## WORK INSTRUCTIONS
a - Reproduce, word for word, the passage of the article on acidic food and teeth that begins with "The findings showed" and ends with "in this study.".
b - Write what comes next in the article on acidic food and teeth, picking up after its final sentence.

## TEXT SECTION
━━━━━━━━

Study shows acidic food and drink can damage teeth

October 12, 2011, King's College London

(Medical Xpress) -- Eating fruit such as apples could be up to four times more damaging to teeth than carbonated drinks, according to a new study led by Professor David Bartlett at the King’s Dental Institute.

Published in the Journal of Dentistry, the study looked at links between diet and tooth wear at several sites in the mouth, in more than 1,000 men and women aged 18 to 30.

The researchers looked for damage to the 2mm surface enamel of volunteers’ teeth, and at the dentine, the main supporting structure of the tooth beneath the enamel, and compared it with a questionnaire about their diet.

The findings showed that people who ate apples were 3.7 times more likely to have dentine damage, while those who consume carbonated drinks had no additional risk.

Fruit juice increased the likelihood of damage to the enamel around the top of the teeth near the gums fourfold, while lager, which is acidic, raised the chances of dentine damage by up to three times.

Professor David Bartlett, Head of Prosthodontics at the Dental Institute, said: ‘It is not only about what we eat, but how we eat it.

'Doctors quite rightly say that eating apples is good, but if you eat them slowly the high acidity levels can damage your teeth. The drinks most often associated with dietary erosion, particularly cola, showed no increased risk in this study.

━━━━━━━━

[Dataset items]
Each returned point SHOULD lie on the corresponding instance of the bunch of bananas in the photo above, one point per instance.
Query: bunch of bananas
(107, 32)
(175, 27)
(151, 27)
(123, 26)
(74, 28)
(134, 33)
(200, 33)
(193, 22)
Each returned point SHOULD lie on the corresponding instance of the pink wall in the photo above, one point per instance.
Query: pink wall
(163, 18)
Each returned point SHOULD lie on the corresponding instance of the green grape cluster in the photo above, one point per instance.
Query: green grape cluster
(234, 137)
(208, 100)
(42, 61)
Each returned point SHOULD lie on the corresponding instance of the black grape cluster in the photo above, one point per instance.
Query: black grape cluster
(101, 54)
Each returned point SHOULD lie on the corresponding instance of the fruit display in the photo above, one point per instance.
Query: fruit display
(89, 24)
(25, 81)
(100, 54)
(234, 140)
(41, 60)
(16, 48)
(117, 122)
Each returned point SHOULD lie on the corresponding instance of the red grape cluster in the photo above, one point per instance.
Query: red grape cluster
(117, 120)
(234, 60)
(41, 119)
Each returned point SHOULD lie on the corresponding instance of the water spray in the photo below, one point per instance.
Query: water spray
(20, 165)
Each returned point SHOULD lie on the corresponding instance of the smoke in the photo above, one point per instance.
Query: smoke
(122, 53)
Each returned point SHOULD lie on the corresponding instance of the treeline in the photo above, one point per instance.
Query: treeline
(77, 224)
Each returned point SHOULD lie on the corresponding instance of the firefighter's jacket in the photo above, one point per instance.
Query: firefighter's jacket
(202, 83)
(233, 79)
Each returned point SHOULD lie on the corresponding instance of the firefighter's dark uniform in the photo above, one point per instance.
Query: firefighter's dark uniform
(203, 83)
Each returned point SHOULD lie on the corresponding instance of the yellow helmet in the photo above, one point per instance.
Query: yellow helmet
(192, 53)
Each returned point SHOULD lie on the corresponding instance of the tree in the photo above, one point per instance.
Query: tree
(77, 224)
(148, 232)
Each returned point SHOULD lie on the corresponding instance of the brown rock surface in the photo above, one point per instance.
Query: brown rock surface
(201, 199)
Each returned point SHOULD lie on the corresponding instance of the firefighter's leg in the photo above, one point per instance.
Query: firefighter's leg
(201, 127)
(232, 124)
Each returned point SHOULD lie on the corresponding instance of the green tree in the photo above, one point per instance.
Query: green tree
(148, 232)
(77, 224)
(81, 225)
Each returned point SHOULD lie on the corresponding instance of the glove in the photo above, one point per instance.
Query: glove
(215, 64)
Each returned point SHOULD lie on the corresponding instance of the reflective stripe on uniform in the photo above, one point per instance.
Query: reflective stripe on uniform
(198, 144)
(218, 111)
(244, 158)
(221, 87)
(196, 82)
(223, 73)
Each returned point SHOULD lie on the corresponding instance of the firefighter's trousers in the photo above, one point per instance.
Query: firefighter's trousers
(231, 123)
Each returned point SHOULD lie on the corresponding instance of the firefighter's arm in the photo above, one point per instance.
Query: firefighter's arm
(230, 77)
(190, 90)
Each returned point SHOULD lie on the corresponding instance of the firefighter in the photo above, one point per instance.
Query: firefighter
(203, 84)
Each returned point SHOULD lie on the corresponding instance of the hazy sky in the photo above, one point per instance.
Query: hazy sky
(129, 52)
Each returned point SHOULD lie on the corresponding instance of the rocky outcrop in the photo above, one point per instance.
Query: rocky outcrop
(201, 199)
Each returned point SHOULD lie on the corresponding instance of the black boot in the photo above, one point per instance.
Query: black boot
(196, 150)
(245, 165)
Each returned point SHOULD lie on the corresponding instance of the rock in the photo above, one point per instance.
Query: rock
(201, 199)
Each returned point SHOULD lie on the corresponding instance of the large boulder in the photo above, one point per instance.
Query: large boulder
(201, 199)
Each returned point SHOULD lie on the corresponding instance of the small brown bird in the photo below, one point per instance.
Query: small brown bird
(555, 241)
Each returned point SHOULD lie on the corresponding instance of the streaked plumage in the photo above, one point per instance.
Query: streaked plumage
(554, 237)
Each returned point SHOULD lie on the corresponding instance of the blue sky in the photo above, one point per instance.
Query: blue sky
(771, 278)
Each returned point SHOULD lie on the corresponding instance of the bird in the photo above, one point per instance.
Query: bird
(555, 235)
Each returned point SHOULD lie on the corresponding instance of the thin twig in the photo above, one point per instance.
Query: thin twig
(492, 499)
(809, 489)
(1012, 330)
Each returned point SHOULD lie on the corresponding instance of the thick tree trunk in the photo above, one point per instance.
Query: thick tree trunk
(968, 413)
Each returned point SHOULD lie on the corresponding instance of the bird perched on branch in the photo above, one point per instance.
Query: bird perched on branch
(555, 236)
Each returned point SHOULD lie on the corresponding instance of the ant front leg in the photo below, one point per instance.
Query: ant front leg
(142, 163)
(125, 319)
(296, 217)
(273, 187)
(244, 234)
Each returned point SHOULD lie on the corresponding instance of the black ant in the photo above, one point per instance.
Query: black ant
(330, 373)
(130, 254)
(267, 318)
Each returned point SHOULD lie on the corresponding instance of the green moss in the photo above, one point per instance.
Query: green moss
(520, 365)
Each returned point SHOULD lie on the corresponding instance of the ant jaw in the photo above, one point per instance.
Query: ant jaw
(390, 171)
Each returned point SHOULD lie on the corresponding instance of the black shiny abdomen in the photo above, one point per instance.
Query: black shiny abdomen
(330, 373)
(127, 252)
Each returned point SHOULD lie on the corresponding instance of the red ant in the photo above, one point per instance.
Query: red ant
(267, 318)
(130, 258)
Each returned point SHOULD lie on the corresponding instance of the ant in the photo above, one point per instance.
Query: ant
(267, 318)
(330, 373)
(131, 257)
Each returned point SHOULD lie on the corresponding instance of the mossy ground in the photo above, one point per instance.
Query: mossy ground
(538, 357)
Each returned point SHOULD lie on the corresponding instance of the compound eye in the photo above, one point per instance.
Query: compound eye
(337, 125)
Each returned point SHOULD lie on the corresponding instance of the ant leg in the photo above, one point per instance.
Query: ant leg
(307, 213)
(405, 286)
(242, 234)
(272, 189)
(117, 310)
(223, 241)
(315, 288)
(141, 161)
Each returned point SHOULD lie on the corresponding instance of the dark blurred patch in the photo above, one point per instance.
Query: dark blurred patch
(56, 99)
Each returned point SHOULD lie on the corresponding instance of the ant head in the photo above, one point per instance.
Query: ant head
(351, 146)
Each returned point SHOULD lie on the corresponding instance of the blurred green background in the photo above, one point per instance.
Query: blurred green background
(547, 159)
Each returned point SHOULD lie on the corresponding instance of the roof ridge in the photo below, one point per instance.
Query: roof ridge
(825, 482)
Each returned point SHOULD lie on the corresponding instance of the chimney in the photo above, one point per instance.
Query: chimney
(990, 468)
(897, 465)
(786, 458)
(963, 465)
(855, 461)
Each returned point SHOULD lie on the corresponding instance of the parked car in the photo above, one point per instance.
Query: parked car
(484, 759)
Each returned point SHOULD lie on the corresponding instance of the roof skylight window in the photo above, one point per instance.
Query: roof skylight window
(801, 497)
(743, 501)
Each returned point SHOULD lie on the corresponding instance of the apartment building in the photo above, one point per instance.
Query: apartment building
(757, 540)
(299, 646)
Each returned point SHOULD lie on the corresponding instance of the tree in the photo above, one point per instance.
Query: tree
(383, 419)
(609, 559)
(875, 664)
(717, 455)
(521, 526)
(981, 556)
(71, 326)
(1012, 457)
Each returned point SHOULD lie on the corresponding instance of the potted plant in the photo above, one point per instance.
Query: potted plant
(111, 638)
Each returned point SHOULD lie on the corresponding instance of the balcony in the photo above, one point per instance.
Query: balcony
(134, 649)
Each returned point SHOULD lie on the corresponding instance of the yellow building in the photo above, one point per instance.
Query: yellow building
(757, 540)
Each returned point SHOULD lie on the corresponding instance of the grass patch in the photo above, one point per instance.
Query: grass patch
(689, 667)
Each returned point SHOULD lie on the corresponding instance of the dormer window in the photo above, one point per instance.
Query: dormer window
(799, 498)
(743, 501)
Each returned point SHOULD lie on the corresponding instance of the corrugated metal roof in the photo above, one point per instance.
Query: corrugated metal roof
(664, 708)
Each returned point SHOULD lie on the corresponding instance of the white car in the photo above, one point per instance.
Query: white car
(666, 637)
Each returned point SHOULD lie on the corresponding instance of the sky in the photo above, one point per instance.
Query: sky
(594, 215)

━━━━━━━━

## YOUR WRITTEN ANSWERS
a -
The findings showed that people who ate apples were 3.7 times more likely to have dentine damage, while those who consume carbonated drinks had no additional risk.

Fruit juice increased the likelihood of damage to the enamel around the top of the teeth near the gums fourfold, while lager, which is acidic, raised the chances of dentine damage by up to three times.

Professor David Bartlett, Head of Prosthodontics at the Dental Institute, said: ‘It is not only about what we eat, but how we eat it.

'Doctors quite rightly say that eating apples is good, but if you eat them slowly the high acidity levels can damage your teeth. The drinks most often associated with dietary erosion, particularly cola, showed no increased risk in this study.

b -
‘The results emphasise that dietary advice should be targeted at strong acids rather than some of the commonly consumed soft drinks.'

The researchers say that they do not want these findings to deter people from consuming fruit and fruit juices, as they are important for overall health and wellbeing.  

‘The underlying message is that acids in your diet can damage teeth if consumed throughout the day. These acids can dissolve the teeth if the mouth is not given sufficient time to counteract the effect.
'Snacking on acidic foods throughout the day is the most damaging, whilst eating them at meal times is much safer. It's not what you eat it's how you eat it - an apple a day is good, but taking all day to eat the can damage ,’ Professor Bartlett continued.

‘The results of this study confirm previous clinical observations and add to our understanding of tooth wear and provide further evidence that drinking behaviour and the consumption of foods with strong acidity are important factors in tooth erosion,’ he concluded.